Exercise directions: Which lines in the records below contain the string "great"? Find each one, with case counting, and copy it out.

Listed entries:
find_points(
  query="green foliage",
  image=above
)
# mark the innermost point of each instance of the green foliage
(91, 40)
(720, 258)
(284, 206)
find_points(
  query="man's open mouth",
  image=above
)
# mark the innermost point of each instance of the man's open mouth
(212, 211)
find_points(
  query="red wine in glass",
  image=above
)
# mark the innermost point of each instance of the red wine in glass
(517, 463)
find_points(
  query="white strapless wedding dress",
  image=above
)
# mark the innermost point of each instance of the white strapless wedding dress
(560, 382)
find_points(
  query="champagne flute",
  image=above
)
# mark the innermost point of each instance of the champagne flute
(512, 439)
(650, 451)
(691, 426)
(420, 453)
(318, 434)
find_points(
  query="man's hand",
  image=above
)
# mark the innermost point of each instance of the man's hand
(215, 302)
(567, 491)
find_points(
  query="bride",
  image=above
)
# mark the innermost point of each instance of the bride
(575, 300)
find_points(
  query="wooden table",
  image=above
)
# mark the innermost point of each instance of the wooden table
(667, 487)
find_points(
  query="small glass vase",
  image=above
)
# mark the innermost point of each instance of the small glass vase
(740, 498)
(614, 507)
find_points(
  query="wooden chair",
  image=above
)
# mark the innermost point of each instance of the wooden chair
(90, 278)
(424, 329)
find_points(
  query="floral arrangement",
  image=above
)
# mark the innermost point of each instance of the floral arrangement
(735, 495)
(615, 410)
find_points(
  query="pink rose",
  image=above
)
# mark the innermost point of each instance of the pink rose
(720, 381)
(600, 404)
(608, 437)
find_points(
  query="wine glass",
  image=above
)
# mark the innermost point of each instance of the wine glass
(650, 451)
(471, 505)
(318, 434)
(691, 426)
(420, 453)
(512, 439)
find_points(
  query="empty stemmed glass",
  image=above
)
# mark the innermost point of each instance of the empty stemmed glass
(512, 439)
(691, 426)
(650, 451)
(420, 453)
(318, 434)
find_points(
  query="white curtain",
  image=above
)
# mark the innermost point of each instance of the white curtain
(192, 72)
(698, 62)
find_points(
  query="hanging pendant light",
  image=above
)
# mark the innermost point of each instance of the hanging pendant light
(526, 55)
...
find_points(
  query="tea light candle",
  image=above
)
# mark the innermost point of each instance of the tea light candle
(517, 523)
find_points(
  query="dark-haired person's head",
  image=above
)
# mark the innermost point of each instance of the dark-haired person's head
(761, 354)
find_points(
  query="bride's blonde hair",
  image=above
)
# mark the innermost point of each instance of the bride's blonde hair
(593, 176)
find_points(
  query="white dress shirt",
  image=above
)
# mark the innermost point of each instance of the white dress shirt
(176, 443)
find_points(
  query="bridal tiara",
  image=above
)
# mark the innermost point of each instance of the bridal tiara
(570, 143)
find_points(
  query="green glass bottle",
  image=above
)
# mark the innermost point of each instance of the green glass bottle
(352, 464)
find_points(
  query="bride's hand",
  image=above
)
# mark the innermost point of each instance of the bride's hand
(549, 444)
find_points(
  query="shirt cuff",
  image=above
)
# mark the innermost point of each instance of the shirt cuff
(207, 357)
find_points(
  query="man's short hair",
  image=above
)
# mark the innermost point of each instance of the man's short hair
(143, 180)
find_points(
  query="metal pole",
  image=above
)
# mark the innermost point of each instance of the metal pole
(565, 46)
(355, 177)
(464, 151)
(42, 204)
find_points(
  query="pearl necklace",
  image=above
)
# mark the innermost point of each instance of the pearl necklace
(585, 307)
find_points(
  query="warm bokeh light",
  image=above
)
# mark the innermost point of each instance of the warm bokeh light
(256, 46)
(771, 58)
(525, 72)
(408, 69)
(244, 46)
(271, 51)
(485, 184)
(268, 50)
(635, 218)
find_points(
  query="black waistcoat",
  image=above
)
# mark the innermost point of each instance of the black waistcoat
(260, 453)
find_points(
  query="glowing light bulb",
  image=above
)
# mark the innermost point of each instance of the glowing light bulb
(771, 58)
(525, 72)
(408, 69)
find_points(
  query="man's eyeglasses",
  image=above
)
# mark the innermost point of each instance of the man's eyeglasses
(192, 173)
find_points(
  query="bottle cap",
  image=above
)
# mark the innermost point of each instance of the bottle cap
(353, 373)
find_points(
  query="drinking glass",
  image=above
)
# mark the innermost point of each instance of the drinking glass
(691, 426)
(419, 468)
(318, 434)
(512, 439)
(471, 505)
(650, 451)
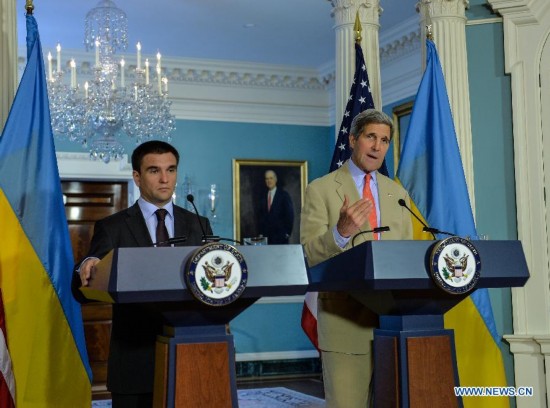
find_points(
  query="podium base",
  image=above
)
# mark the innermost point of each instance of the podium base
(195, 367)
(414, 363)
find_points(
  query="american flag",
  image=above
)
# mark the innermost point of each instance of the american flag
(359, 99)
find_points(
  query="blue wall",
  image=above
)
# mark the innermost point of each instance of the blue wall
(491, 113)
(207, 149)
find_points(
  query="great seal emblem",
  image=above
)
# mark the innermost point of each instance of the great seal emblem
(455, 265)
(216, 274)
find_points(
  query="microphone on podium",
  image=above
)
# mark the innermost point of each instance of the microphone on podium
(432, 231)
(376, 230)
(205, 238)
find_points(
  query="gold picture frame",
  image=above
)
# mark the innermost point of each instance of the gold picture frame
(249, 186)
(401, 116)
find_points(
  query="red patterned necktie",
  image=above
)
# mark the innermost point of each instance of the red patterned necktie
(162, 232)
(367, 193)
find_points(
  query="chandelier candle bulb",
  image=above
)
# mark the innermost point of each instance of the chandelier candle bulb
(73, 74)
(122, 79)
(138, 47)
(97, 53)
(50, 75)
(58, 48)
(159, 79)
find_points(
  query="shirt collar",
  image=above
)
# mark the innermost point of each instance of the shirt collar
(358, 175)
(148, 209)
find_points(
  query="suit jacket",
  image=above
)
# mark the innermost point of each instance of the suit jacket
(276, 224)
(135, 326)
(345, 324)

Result below:
  query="great seal emblem",
# mark the innermost point of each instance of the great seal emblem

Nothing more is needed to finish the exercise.